(Selection)
Similarly, in Tobe Hooper’s Poltergeist (1982), the construction of a planned community on the site of an old cemetery has disastrous consequences. Dismissive of the supernatural, and looking to save a buck, the real-estate developers opt to move the tombstones rather than the dead themselves. Thus they rouse a poltergeist—a German word that combines the verb poltern (“to cause an uproar”) and the noun Geist (“ghost” or “spirit”). This “roaring ghost,” which in the film is given the biblical name of the “Beast” (Θηρίον, variously described in Revelation 12-13), enters the home of the Freeling family through a child’s closet. Yet again, the immaterial is never far from the material; there is even a volatile intimacy between the two.
Even The Blair Witch Project (1999), written and directed by Daniel Myrick and Eduardo Sánchez, holds to this pattern. Famed for its documentary-style technique—the movie is presented as the “found footage” of three missing filmmakers—The Blair Witch Project centers on a local legend. At the beginning of the film, we learn that the woods around Burkittsville, Maryland, a hamlet roughly 60 miles west of Baltimore, are rumored to be haunted by an eighteenth-century woman named Elly Kedward. Accused of practicing witchcraft, Kedward was exiled from the town (known as Blair at the time). She subsequently disappeared and, for centuries, was said to haunt the area, even possessing murderers such as twentieth-century child-killer Rustin Parr. The documentarians hoped to uncover the “real story” behind the legend of the so-called “Blair Witch.” Yet, according to the footage they left behind, the witch turned out to be horrifyingly real.
Still, one might wonder, is there any basis for believing that such tales are, in James’ words, “true narratives of remarkable occurrences”? Are we still capable of being terrified by the supernatural? Before addressing these questions, it’s important to consider the history of ghost stories. According to the English philologist and Assyriologist Irving Finkel (1951-), the word for ghost first appeared on a cuneiform tablet roughly five thousand years ago. This term, in all likelihood, stemmed from burial practices during the Upper Paleolithic period, when the dead began to be interred with various “grave goods,” including jewelry, tools, and weapons. This ancient practice carried with it three assumptions:
That something of the human being survives death.
That this “something” is capable of going to a place beyond the grave.
That this “something” also capable of returning to the earth.
These beliefs, Finkel adds, are precisely what distinguishes humanity from “the whole animal kingdom.” Whereas other animals have no “inkling of their inner self finishing up somewhere once the proud body [has] collapsed into chemicals,” human beings have developed cultural, philosophical, and theological systems that “strive against the prospect of the final annihilation of self.” Ghosts are an “inexpungible” aspect of this striving. Indeed, Finkel goes on, ghosts were once “part of daily life,” so much so that they were taken “utterly for granted.”

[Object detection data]
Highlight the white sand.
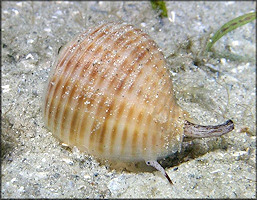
[1,1,256,198]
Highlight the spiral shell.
[43,23,185,161]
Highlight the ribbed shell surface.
[43,23,184,161]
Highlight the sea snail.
[43,23,234,183]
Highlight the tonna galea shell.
[43,23,186,161]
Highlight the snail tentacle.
[145,160,173,185]
[184,120,234,138]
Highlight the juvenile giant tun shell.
[43,23,232,184]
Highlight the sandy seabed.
[1,1,256,198]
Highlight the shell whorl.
[43,23,184,161]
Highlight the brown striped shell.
[43,23,189,161]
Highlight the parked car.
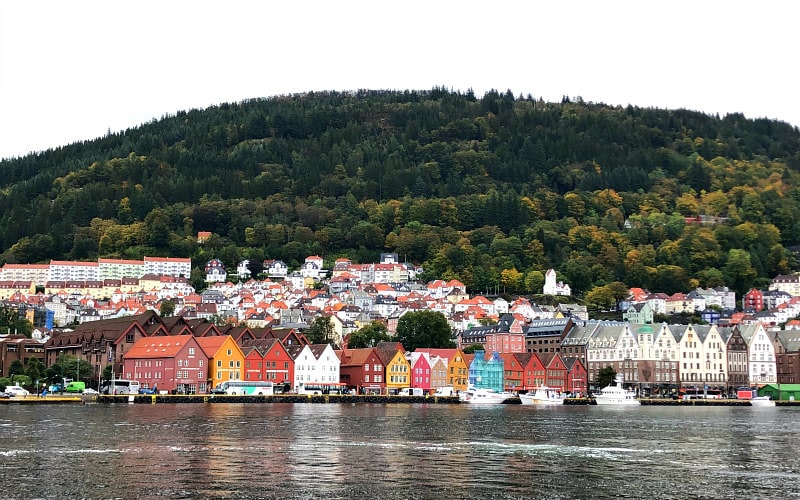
[397,387,425,396]
[64,380,86,393]
[6,385,30,398]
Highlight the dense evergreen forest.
[0,88,800,300]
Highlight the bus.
[297,382,350,394]
[100,378,141,394]
[211,380,275,396]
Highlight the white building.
[287,344,341,389]
[97,259,144,280]
[673,325,728,390]
[2,264,50,285]
[47,260,100,281]
[542,269,572,295]
[144,257,192,278]
[739,323,778,387]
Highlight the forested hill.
[0,89,800,300]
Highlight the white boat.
[594,373,641,406]
[458,389,515,405]
[519,385,564,406]
[750,396,775,407]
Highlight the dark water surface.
[0,403,800,500]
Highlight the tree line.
[0,88,800,294]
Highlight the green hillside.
[0,88,800,293]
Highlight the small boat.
[594,373,641,406]
[458,389,515,405]
[519,385,564,406]
[750,396,775,407]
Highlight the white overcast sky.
[0,0,800,158]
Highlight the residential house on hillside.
[542,269,572,295]
[557,304,589,321]
[206,259,228,283]
[742,288,764,312]
[263,259,289,279]
[0,334,45,377]
[645,292,669,314]
[622,302,653,323]
[769,273,800,297]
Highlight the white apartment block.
[47,260,100,281]
[0,264,50,286]
[769,274,800,297]
[144,257,192,278]
[679,325,728,389]
[739,323,778,387]
[97,259,144,280]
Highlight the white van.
[100,379,141,394]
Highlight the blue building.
[469,351,504,392]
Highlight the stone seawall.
[95,394,459,404]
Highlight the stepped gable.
[219,325,255,345]
[239,338,282,355]
[125,335,194,359]
[510,352,536,367]
[181,318,221,337]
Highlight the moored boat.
[519,385,564,406]
[594,373,641,406]
[459,389,515,405]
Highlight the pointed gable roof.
[125,335,198,359]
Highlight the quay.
[6,394,800,407]
[92,394,466,404]
[0,395,83,405]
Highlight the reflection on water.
[0,404,800,499]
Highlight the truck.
[64,380,86,394]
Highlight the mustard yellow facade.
[386,351,411,394]
[447,349,469,391]
[197,335,244,387]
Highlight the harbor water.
[0,403,800,499]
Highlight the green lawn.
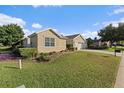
[107,46,124,52]
[0,47,11,53]
[0,52,120,88]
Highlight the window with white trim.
[45,37,55,47]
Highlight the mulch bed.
[0,53,18,61]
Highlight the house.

(What needs to be done) Copy the stretch of the ghost-story text from "Still, one might" through "being survives death.", changing "cuneiform tablet" to "clay tablet".

(Written answer)
Still, one might wonder, is there any basis for believing that such tales are, in James’ words, “true narratives of remarkable occurrences”? Are we still capable of being terrified by the supernatural? Before addressing these questions, it’s important to consider the history of ghost stories. According to the English philologist and Assyriologist Irving Finkel (1951-), the word for ghost first appeared on a clay tablet roughly five thousand years ago. This term, in all likelihood, stemmed from burial practices during the Upper Paleolithic period, when the dead began to be interred with various “grave goods,” including jewelry, tools, and weapons. This ancient practice carried with it three assumptions:
That something of the human being survives death.